▶ **ПРЕДОСТАВЛЕННЫЙ ОТРЫВОК**:
-------------------------
Куда только франки уходят?
Не жизнь, а цыганская муть!
Кой-что он припас для хозяйства:
Передник и старый брезент…
Хозяйка (он склеил ей зонтик)
Дала ему лейку в презент.
Найти б поручительство в банке,
Без банка — капут…
В коробочке двадцать два франка,
А цены на землю растут!..
Эмигрантский уезд
Саша Черный
1926 г.
Катапитекус Капитатеки
Мыслитель
(5126)
1 месяц назад
Лет семь назад Елизавета Лесото едва ли предполагала остаться в доме журавлиной воды, где серебряные кассиры вытрясают монеты в тазы, а фаянсовые контролёры отслеживают слоистую силу гудящего тока. Риск искры исключён! Разве что корабельный корсар в неистовстве скрежета рваного дирижёра и стиснутых до атомной толщины шестерён, вскипятив кровь ярости в безумном восторге приступит к истреблению Истры. Огнём. И мячом для игры в лаун-теннис.
Бес -- в ребре, из которого сделана Ева. С детства питала она влажную неприязнь к созерцанию хрусталя люстры. Её не волновал кизильный процесс зеленеющего укоса травы. И квазичастицы ела она на завтрак, ломая ломтики костыльного льда. Муж её после ковида лишился обаяния и тонкого вкуса, так что чувственно огрубел и решился на самоубийство войной. Но там давил на уши назойливый Иллинойс, и квадрокоптеры осыпали его копотью, сажей и картофельным переполохом.
Со стороны имперской Европы медленнее ледника надвигался палисандровый король в скафандре кассандры. Рядом вышагивала королева с огромным, как старинный кассовый аппарат, бюстом. Затем, надев акваланги, они опустились в водный дворец града Китежа. И вот видят они видение телевидения. Колизей ускользнул в слетевшее колесо описательной колесницы. Развлекательный всплеск исчезнет их всех.
-------------------------
▶ **ЗАДАНИЯ**:
**A.** Перепишите фрагмент отрывка между словами "Найти б поручительство" и "игры в лаун-теннис.", включительно, заменив "коробочке" на "шкатулке".
**B.** Изложите содержание отрывка в двух предложениях.
**C.** Что хозяйка подарила герою стихотворных строк из отрывка?
Строки, приведённые далее, с отрывком никак не связаны.

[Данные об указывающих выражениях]
-------------------------
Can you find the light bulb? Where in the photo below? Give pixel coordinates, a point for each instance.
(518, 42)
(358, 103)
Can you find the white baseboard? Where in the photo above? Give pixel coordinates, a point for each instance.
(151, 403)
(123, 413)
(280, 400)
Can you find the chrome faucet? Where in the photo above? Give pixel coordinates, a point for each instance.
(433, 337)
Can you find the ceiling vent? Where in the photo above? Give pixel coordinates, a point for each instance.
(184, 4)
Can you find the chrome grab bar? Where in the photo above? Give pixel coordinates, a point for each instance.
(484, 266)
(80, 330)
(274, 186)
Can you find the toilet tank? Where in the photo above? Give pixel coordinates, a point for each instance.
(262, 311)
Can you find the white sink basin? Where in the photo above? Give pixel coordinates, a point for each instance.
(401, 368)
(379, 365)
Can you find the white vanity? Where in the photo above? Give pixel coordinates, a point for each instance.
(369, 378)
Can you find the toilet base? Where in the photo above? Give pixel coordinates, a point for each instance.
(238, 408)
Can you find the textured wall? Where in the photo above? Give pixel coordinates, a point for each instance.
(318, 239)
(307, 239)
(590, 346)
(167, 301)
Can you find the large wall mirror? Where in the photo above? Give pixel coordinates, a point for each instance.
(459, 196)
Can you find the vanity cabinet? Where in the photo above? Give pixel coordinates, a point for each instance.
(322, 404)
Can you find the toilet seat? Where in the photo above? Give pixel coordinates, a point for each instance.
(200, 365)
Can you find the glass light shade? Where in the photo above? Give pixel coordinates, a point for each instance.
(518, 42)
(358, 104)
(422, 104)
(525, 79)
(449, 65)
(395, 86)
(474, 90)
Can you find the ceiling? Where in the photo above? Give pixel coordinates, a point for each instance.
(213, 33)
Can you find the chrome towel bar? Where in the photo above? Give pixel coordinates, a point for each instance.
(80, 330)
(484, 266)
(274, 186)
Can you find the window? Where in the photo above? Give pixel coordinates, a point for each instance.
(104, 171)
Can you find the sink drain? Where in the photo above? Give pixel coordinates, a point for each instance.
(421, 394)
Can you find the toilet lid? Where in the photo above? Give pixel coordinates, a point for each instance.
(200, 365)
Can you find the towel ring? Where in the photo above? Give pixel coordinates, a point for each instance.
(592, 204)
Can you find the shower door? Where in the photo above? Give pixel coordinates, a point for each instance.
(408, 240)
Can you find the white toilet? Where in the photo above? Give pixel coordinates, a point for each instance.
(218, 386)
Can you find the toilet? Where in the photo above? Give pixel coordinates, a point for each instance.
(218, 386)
-------------------------
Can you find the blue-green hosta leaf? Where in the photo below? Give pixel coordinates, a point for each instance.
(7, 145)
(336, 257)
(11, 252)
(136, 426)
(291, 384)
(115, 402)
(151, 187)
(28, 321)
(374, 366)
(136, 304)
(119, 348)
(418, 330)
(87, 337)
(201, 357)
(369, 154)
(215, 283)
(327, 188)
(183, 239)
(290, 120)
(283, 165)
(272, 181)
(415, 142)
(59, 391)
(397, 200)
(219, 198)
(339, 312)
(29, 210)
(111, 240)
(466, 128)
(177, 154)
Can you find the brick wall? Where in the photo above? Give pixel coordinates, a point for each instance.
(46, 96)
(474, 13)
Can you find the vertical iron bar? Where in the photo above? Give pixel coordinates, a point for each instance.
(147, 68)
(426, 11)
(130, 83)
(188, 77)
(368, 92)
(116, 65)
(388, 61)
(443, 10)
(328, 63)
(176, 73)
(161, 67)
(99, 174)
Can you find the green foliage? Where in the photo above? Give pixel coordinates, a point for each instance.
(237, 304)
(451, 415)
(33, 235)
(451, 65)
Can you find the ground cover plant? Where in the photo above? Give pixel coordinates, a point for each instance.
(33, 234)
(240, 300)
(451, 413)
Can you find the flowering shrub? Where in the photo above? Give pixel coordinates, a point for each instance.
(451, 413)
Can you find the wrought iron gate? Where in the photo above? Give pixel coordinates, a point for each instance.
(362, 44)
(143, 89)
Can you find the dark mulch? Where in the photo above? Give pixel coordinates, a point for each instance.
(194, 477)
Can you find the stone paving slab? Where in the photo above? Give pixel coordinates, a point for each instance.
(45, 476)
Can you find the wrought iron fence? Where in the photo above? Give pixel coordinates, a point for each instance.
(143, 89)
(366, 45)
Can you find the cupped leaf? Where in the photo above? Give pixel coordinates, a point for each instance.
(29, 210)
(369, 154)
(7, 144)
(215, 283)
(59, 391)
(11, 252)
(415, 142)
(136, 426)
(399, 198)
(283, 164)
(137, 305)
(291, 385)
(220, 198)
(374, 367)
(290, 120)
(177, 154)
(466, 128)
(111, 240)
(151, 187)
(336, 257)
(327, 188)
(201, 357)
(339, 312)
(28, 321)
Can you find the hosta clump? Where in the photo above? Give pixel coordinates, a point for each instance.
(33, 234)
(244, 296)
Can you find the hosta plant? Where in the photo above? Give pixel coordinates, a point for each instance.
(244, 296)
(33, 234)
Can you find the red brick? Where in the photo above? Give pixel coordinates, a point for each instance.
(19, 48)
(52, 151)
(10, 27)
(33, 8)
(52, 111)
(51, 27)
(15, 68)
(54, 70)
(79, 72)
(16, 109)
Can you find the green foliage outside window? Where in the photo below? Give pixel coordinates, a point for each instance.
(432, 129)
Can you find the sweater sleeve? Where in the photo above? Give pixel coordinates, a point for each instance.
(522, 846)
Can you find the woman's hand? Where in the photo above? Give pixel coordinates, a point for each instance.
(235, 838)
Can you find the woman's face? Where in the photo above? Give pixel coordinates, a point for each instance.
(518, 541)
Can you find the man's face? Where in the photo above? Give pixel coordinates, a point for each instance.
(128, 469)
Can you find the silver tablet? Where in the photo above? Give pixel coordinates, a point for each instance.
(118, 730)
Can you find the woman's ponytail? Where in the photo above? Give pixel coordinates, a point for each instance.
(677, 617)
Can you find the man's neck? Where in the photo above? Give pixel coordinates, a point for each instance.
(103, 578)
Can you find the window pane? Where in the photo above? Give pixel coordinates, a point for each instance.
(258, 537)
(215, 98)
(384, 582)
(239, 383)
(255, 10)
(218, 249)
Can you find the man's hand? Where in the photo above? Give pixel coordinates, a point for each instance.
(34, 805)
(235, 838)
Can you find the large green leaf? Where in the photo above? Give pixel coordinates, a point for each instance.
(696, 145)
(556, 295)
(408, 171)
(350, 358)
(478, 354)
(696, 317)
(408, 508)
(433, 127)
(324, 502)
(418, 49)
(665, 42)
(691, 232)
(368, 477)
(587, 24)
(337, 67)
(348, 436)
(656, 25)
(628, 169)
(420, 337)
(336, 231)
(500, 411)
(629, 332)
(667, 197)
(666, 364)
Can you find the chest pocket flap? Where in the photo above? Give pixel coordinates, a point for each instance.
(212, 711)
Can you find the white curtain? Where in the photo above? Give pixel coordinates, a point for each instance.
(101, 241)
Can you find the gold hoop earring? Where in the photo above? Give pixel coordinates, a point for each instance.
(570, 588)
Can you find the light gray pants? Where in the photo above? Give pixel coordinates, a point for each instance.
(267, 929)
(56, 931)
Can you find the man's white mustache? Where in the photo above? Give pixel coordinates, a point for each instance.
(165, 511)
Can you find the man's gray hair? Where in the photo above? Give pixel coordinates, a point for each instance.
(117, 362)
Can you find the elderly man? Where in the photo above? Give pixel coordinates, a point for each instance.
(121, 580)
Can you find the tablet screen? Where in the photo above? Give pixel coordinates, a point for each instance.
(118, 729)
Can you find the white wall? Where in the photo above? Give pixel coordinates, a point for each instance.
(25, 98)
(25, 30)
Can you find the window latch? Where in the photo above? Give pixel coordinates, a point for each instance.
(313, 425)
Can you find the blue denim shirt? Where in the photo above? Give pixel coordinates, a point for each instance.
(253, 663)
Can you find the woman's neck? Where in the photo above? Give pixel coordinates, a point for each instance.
-------------------------
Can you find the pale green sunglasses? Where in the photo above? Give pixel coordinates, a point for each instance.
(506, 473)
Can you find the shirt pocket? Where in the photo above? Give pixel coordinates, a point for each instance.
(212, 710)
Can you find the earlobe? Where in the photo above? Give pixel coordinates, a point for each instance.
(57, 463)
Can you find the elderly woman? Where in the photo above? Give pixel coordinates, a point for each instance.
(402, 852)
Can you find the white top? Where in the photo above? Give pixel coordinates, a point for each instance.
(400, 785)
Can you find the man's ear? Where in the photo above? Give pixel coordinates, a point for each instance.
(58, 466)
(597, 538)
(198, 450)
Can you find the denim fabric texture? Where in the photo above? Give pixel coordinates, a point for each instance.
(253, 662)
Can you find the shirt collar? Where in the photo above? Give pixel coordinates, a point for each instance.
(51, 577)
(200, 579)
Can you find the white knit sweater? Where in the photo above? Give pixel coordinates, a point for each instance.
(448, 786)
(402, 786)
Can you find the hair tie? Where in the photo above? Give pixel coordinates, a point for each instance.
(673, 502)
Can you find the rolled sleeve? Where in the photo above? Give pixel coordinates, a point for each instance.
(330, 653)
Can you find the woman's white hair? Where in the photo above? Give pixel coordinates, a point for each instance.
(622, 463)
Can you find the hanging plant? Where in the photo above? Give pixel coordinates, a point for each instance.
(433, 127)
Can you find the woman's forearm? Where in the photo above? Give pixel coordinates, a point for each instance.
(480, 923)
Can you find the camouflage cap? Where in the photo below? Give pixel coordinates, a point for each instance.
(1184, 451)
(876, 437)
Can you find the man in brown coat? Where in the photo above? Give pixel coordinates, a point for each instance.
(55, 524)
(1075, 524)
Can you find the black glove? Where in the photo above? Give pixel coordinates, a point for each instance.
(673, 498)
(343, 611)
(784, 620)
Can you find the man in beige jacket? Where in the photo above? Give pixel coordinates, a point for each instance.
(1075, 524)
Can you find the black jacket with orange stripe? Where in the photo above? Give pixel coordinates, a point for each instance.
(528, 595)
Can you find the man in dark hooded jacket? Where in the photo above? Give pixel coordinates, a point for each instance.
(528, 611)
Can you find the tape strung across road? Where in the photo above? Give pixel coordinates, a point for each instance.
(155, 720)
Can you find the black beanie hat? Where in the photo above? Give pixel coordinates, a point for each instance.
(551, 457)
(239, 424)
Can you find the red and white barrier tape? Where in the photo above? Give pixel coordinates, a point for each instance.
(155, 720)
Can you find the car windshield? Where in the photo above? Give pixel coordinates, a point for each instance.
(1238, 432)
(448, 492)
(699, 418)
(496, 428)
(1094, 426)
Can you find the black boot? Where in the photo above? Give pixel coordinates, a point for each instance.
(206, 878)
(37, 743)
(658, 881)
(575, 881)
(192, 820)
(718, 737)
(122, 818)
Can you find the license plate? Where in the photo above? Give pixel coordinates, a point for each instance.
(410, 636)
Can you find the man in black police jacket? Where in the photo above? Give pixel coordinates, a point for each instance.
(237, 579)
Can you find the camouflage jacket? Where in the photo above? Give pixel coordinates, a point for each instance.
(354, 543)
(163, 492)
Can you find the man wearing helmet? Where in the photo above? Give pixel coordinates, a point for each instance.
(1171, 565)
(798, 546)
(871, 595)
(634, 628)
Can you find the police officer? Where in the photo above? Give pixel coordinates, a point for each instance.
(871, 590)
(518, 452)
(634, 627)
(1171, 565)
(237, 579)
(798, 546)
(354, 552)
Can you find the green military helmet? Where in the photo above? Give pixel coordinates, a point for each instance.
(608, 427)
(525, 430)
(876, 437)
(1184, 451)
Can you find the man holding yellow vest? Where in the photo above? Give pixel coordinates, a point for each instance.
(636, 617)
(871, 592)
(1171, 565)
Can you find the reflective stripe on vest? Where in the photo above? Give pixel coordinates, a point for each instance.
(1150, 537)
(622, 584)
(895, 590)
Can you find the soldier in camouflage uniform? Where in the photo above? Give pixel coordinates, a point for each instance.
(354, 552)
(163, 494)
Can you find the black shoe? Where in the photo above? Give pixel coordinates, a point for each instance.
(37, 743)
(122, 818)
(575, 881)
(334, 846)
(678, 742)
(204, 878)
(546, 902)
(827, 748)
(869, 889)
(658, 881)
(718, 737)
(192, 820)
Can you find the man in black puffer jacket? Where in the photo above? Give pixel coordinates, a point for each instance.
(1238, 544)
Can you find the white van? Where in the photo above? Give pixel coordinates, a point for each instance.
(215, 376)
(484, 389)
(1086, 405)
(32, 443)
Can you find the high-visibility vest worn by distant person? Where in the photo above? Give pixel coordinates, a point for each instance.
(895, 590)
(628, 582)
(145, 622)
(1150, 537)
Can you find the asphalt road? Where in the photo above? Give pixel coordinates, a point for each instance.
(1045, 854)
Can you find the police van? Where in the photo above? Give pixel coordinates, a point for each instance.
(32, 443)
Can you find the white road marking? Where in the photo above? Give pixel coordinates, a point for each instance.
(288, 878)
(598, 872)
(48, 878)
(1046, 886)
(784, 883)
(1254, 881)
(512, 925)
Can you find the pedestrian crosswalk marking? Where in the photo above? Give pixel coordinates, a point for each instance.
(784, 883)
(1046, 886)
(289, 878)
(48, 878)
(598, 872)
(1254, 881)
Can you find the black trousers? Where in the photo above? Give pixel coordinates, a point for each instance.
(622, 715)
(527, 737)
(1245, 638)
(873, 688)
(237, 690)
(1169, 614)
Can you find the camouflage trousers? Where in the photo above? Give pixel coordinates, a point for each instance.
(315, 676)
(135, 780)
-------------------------
▶ **ОТВЕТЫ ПО ПОРЯДКУ**:
**A.**
Найти б поручительство в банке,
Без банка — капут…
В шкатулке двадцать два франка,
А цены на землю растут!..
Эмигрантский уезд
Саша Черный
1926 г.
Катапитекус Капитатеки
Мыслитель
(5126)
1 месяц назад
Лет семь назад Елизавета Лесото едва ли предполагала остаться в доме журавлиной воды, где серебряные кассиры вытрясают монеты в тазы, а фаянсовые контролёры отслеживают слоистую силу гудящего тока. Риск искры исключён! Разве что корабельный корсар в неистовстве скрежета рваного дирижёра и стиснутых до атомной толщины шестерён, вскипятив кровь ярости в безумном восторге приступит к истреблению Истры. Огнём. И мячом для игры в лаун-теннис.

**B.** В стихотворных строках, подписанных именем Саши Черного и датой 1926 г., герой получает от хозяйки лейку в презент и сетует, что без поручительства в банке не обойтись, а у него в коробочке двадцать два франка, тогда как цены на землю растут. Далее идет прозаический текст о Елизавете Лесото, чей муж после ковида решился на самоубийство войной, и о короле с королевой, которые, надев акваланги, опустились в водный дворец града Китежа.

**C.** Лейку.